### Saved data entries
___

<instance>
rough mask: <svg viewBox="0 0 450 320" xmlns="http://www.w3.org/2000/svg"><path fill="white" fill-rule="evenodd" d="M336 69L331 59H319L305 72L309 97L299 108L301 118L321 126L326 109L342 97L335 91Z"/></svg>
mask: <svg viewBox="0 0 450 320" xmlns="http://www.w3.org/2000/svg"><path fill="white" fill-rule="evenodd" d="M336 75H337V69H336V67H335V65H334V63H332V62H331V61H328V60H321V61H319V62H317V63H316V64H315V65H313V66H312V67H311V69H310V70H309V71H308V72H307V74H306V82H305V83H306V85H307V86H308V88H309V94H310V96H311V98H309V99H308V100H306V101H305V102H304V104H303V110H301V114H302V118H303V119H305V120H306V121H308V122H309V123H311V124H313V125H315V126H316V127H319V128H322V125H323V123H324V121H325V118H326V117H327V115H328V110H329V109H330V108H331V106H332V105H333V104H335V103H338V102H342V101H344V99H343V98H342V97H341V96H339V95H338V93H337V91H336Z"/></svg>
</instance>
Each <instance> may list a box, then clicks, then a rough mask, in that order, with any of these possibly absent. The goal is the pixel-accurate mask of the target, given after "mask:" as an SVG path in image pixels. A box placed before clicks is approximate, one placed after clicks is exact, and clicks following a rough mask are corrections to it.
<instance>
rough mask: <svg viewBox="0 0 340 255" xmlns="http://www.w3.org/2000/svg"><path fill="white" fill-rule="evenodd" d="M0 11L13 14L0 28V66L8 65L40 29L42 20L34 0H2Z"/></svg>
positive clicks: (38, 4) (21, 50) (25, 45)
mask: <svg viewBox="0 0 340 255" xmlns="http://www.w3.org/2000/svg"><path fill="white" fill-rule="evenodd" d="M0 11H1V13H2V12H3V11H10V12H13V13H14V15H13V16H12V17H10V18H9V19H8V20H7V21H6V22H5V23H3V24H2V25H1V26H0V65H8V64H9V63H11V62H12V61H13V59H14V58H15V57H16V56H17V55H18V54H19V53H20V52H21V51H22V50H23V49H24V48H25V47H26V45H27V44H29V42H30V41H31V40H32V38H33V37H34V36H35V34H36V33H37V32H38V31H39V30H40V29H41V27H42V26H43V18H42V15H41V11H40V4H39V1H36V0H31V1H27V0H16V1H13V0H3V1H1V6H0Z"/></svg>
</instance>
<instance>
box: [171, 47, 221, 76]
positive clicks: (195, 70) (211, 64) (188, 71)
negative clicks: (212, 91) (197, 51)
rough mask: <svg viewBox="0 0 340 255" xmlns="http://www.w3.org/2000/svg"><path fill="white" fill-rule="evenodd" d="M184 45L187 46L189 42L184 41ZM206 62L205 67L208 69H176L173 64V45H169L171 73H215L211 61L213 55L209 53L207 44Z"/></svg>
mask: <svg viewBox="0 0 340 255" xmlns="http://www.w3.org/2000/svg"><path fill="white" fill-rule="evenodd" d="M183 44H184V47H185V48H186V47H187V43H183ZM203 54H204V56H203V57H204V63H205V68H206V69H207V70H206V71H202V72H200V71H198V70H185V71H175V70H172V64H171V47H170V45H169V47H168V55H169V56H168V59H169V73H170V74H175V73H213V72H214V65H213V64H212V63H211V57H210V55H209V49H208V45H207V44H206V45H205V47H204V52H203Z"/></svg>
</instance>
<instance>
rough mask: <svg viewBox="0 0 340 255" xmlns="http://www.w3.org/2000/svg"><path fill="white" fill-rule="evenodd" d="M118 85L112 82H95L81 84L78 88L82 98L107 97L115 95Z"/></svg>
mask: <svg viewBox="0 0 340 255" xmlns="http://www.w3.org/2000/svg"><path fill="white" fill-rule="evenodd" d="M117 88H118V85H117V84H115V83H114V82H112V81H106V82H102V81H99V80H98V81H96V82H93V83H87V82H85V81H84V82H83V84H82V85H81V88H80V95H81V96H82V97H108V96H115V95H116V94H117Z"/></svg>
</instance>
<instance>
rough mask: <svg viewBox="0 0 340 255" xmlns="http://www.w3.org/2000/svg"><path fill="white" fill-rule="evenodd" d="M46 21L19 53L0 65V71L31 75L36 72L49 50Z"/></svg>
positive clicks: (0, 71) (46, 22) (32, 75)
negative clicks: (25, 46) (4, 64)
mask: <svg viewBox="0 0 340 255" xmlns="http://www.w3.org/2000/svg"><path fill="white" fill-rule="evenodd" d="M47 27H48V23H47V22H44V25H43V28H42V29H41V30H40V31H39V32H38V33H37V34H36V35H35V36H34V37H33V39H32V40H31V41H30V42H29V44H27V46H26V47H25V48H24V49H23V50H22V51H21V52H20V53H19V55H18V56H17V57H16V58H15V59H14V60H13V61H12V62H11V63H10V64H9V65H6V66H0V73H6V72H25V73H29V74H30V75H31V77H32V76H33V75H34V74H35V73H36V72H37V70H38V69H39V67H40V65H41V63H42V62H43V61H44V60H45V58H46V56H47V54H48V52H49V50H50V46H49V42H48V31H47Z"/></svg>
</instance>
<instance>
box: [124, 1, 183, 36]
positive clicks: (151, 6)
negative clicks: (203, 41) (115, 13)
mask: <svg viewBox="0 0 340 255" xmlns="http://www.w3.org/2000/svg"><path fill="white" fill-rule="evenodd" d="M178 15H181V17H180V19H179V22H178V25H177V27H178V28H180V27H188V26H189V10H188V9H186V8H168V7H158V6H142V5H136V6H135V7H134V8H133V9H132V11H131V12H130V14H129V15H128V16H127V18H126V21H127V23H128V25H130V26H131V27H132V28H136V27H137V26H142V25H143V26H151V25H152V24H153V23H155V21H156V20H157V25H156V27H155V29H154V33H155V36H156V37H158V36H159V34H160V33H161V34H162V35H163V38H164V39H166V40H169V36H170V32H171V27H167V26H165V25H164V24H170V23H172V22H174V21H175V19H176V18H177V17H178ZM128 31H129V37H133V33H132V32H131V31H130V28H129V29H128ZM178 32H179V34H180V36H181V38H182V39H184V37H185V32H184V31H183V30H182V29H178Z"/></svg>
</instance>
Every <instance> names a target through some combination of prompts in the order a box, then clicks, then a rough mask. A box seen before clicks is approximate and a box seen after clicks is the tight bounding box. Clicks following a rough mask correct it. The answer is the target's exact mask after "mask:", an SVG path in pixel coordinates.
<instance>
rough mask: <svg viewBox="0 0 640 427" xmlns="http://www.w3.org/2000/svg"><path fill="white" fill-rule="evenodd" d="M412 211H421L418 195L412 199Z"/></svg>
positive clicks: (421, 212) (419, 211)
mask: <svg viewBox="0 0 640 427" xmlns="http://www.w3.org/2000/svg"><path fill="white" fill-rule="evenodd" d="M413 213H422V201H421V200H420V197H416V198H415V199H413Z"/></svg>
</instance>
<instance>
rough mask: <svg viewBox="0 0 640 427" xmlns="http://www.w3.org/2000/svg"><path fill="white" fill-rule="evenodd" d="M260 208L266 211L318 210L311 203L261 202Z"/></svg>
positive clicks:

___

### TASK STATEMENT
Reproduce exactly, with nothing added, the lines from the one that contains "208L266 211L318 210L311" to the end of the data.

### SOLUTION TO THE PROBLEM
rough mask: <svg viewBox="0 0 640 427" xmlns="http://www.w3.org/2000/svg"><path fill="white" fill-rule="evenodd" d="M260 208L266 211L318 210L311 203L261 202Z"/></svg>
positive clicks:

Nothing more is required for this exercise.